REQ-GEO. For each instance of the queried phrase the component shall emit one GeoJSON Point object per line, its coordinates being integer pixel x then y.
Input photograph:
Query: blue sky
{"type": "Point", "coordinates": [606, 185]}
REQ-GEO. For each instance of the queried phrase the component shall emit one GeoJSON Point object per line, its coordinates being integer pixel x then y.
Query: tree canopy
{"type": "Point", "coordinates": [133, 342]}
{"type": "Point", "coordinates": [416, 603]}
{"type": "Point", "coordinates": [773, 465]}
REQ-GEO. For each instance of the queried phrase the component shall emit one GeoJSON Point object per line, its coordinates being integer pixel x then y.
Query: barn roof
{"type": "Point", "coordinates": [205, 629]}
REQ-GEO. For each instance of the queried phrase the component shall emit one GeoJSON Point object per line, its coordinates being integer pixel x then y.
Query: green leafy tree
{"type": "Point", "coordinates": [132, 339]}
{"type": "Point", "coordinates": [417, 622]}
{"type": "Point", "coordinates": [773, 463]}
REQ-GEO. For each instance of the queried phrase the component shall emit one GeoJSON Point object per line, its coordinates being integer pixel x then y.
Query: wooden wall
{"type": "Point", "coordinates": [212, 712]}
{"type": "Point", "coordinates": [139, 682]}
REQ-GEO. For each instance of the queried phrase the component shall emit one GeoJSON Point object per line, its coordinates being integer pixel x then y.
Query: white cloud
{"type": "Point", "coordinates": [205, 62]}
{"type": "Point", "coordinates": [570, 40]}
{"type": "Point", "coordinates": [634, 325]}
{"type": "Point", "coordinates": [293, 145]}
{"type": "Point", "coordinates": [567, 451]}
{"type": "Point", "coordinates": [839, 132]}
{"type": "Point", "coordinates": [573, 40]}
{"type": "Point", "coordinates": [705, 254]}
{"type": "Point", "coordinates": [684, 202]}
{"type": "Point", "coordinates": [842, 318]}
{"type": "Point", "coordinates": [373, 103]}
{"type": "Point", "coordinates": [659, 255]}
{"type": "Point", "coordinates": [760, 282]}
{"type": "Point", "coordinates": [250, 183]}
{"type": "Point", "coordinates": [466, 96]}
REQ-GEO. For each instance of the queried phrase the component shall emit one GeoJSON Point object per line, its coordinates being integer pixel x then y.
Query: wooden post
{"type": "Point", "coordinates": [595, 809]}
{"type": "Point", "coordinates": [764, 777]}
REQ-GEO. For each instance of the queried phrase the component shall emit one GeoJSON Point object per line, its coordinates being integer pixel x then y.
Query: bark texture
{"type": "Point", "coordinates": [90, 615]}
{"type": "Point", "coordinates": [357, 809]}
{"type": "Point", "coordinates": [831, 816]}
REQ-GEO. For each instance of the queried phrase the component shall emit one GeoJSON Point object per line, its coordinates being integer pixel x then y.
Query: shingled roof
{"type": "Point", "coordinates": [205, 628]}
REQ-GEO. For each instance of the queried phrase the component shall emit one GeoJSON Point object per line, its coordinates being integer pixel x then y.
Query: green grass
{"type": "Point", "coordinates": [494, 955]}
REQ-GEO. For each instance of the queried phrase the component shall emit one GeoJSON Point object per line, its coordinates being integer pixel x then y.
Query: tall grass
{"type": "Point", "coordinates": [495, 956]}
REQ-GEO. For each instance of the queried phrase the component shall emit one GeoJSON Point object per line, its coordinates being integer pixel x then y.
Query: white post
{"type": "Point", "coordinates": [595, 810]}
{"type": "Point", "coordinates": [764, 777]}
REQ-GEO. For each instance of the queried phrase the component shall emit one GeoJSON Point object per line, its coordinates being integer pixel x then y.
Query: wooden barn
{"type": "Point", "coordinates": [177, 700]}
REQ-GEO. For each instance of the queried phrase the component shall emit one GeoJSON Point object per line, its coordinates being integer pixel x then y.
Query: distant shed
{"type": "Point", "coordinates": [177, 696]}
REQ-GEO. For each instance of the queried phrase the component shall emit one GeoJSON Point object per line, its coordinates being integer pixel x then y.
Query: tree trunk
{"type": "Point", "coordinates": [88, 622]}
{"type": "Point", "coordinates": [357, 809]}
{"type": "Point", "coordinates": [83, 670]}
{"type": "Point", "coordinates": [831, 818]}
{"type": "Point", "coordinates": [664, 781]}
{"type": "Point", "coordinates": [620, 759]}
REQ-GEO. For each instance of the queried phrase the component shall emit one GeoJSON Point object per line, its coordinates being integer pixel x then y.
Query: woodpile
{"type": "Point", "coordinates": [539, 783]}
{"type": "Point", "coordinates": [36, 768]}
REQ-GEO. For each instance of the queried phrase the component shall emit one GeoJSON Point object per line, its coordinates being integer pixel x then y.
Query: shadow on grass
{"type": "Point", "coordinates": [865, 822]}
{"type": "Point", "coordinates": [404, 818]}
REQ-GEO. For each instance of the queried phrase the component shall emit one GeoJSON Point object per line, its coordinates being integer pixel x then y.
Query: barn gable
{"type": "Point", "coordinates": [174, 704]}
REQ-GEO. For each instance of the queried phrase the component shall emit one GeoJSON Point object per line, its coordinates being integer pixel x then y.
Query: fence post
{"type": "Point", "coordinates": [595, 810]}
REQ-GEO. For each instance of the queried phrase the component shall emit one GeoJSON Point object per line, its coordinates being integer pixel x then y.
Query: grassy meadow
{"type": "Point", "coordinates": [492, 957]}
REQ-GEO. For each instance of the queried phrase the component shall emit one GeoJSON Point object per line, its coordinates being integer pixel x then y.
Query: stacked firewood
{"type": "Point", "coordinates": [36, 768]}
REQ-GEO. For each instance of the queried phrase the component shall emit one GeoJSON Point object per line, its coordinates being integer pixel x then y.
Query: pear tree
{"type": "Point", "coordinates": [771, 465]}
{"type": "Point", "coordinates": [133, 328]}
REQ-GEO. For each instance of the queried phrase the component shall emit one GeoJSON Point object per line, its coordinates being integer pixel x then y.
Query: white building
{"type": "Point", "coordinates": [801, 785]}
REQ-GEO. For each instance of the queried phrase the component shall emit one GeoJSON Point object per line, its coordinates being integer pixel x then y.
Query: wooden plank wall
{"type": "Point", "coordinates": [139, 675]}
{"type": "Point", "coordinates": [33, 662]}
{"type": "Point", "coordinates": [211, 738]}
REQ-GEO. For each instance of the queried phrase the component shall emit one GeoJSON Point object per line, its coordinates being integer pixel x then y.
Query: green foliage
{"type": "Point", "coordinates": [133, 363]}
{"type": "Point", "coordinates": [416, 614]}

********************

> [Exercise brief]: Repeat every record, exactly as written.

> [Task result]:
REQ-GEO. For each instance of the queried phrase the component shall emit one GeoJSON Point object per line, its coordinates being integer pixel x then y.
Input photograph:
Query: blue sky
{"type": "Point", "coordinates": [606, 185]}
REQ-GEO. For each instance of the queried phrase the component shall emit one GeoJSON Point object per line, its coordinates being integer pixel x then y.
Query: tree canopy
{"type": "Point", "coordinates": [133, 342]}
{"type": "Point", "coordinates": [416, 603]}
{"type": "Point", "coordinates": [773, 465]}
REQ-GEO. For each instance of the queried phrase the component shall emit one GeoJSON Point object per line, its coordinates being integer pixel x then y.
Query: barn roof
{"type": "Point", "coordinates": [205, 629]}
REQ-GEO. For each instance of the queried phrase the component shall emit one GeoJSON Point object per line, its coordinates being integer pixel x then y.
Query: green leafy tree
{"type": "Point", "coordinates": [132, 339]}
{"type": "Point", "coordinates": [417, 622]}
{"type": "Point", "coordinates": [773, 463]}
REQ-GEO. For each instance of the queried phrase the component shall emit one GeoJSON Point object per line, its coordinates being integer pixel x then y.
Query: wooden wall
{"type": "Point", "coordinates": [212, 712]}
{"type": "Point", "coordinates": [139, 682]}
REQ-GEO. For each instance of the queried phrase the component shall emit one GeoJSON Point object per line, its coordinates being integer pixel x then y.
Query: white cloud
{"type": "Point", "coordinates": [205, 62]}
{"type": "Point", "coordinates": [570, 40]}
{"type": "Point", "coordinates": [634, 325]}
{"type": "Point", "coordinates": [293, 145]}
{"type": "Point", "coordinates": [567, 451]}
{"type": "Point", "coordinates": [839, 132]}
{"type": "Point", "coordinates": [573, 40]}
{"type": "Point", "coordinates": [705, 254]}
{"type": "Point", "coordinates": [684, 202]}
{"type": "Point", "coordinates": [842, 318]}
{"type": "Point", "coordinates": [373, 103]}
{"type": "Point", "coordinates": [659, 255]}
{"type": "Point", "coordinates": [760, 282]}
{"type": "Point", "coordinates": [250, 183]}
{"type": "Point", "coordinates": [466, 96]}
REQ-GEO. For each instance of the queried phrase the component shall emit one GeoJSON Point object per line, its coordinates being integer pixel x then y.
Query: wooden post
{"type": "Point", "coordinates": [595, 809]}
{"type": "Point", "coordinates": [764, 777]}
REQ-GEO. For each instance of the queried phrase the component shall emit one GeoJSON Point object per line, its coordinates being integer pixel x then y.
Query: bark texture
{"type": "Point", "coordinates": [90, 615]}
{"type": "Point", "coordinates": [357, 809]}
{"type": "Point", "coordinates": [831, 816]}
REQ-GEO. For each instance of the queried phrase the component shall emit one GeoJSON Point object per line, its coordinates being integer pixel x then y.
Query: shingled roof
{"type": "Point", "coordinates": [205, 628]}
REQ-GEO. For each instance of the queried phrase the component shall emit one GeoJSON Point object per line, its coordinates being integer pixel x then y.
Query: green grass
{"type": "Point", "coordinates": [494, 955]}
REQ-GEO. For each instance of the queried phrase the component shall emit one GeoJSON Point object per line, its coordinates being integer pixel x then y.
Query: tall grass
{"type": "Point", "coordinates": [495, 956]}
REQ-GEO. For each instance of the queried phrase the component shall emit one GeoJSON Point object per line, its coordinates being integer pixel x then y.
Query: white post
{"type": "Point", "coordinates": [595, 810]}
{"type": "Point", "coordinates": [764, 777]}
REQ-GEO. For each instance of the queried phrase the component shall emit one GeoJSON Point object per line, its coordinates being integer pixel x then y.
Query: wooden barn
{"type": "Point", "coordinates": [177, 700]}
REQ-GEO. For each instance of the queried phrase the component shall emit one GeoJSON Point object per line, its coordinates being integer pixel x then y.
Query: distant shed
{"type": "Point", "coordinates": [177, 696]}
REQ-GEO. For each instance of the queried phrase the component shall emit one GeoJSON Point object per line, its coordinates being integer pixel x then y.
Query: tree trunk
{"type": "Point", "coordinates": [88, 622]}
{"type": "Point", "coordinates": [357, 809]}
{"type": "Point", "coordinates": [83, 670]}
{"type": "Point", "coordinates": [831, 818]}
{"type": "Point", "coordinates": [664, 781]}
{"type": "Point", "coordinates": [620, 759]}
REQ-GEO. For each instance of the queried phrase the component shall emit one GeoJSON Point object per line, its coordinates being integer pixel x then y.
Query: woodpile
{"type": "Point", "coordinates": [539, 783]}
{"type": "Point", "coordinates": [36, 768]}
REQ-GEO. For each instance of the queried phrase the component shall emit one GeoJSON Point object per line, its coordinates being integer pixel x then y.
Query: shadow on grass
{"type": "Point", "coordinates": [865, 822]}
{"type": "Point", "coordinates": [404, 818]}
REQ-GEO. For each instance of the queried phrase the component shall emit one GeoJSON Point object per line, its coordinates being integer pixel x then y.
Query: barn gable
{"type": "Point", "coordinates": [174, 704]}
REQ-GEO. For each instance of the queried phrase the component shall emit one GeoJSON Point object per line, its coordinates being integer pixel x then y.
Query: fence post
{"type": "Point", "coordinates": [595, 810]}
REQ-GEO. For each instance of the queried phrase the component shall emit one GeoJSON Point object per line, its coordinates being integer pixel x then y.
Query: grassy meadow
{"type": "Point", "coordinates": [492, 957]}
REQ-GEO. For each instance of the queried phrase the component shall emit one GeoJSON Point object per line, its coordinates being integer pixel x then y.
Query: stacked firewood
{"type": "Point", "coordinates": [36, 768]}
REQ-GEO. For each instance of the queried phrase the component shall emit one GeoJSON Point object per line, its coordinates being integer pixel x then y.
Query: pear tree
{"type": "Point", "coordinates": [771, 465]}
{"type": "Point", "coordinates": [133, 328]}
REQ-GEO. For each instance of the queried phrase the component shall emit one GeoJSON Point object per line, its coordinates being integer pixel x then y.
Query: white building
{"type": "Point", "coordinates": [801, 785]}
REQ-GEO. For each instance of the queried phrase the component shall emit one GeoJSON Point object per line, its coordinates being integer pixel x then y.
Query: wooden plank wall
{"type": "Point", "coordinates": [139, 675]}
{"type": "Point", "coordinates": [33, 662]}
{"type": "Point", "coordinates": [211, 738]}
REQ-GEO. For each instance of the queried phrase the component shall emit one GeoJSON Point object per line, its coordinates being integer pixel x then y.
Query: green foliage
{"type": "Point", "coordinates": [133, 363]}
{"type": "Point", "coordinates": [416, 614]}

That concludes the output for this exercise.